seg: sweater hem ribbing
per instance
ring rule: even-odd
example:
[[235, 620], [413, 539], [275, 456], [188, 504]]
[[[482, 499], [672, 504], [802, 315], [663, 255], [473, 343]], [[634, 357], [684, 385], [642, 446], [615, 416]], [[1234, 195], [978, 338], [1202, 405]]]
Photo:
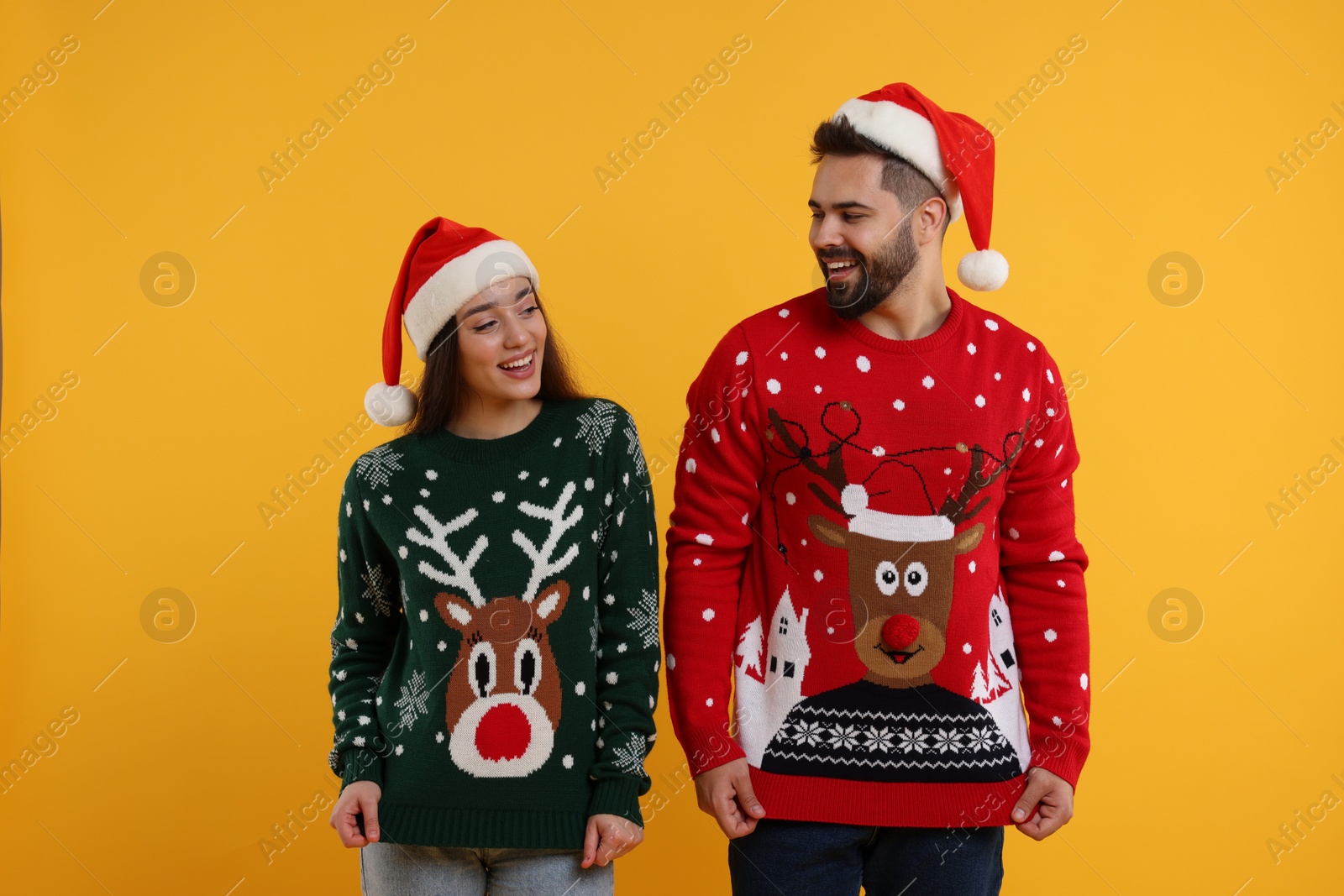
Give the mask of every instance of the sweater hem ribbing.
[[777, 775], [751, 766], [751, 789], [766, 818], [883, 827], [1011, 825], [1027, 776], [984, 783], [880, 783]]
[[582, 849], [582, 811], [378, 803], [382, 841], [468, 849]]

-- Directive --
Repeat all the items, renaming "sweater hem ribbing" to "knit hem band" wherever it occurs and changing nothing else. Leave the pictures out.

-- Response below --
seg: knit hem band
per instance
ring rule: even-odd
example:
[[235, 620], [413, 539], [275, 456], [188, 504]]
[[[482, 499], [672, 504], [802, 315], [663, 255], [473, 343]], [[634, 357], [684, 385], [642, 446], [615, 416]], [[1234, 195], [978, 338], [1202, 405]]]
Photo:
Give the mask of every instance of the knit hem band.
[[777, 775], [751, 766], [751, 789], [766, 818], [883, 827], [1011, 825], [1027, 776], [984, 783], [880, 783]]
[[582, 849], [582, 811], [378, 803], [382, 841], [468, 849]]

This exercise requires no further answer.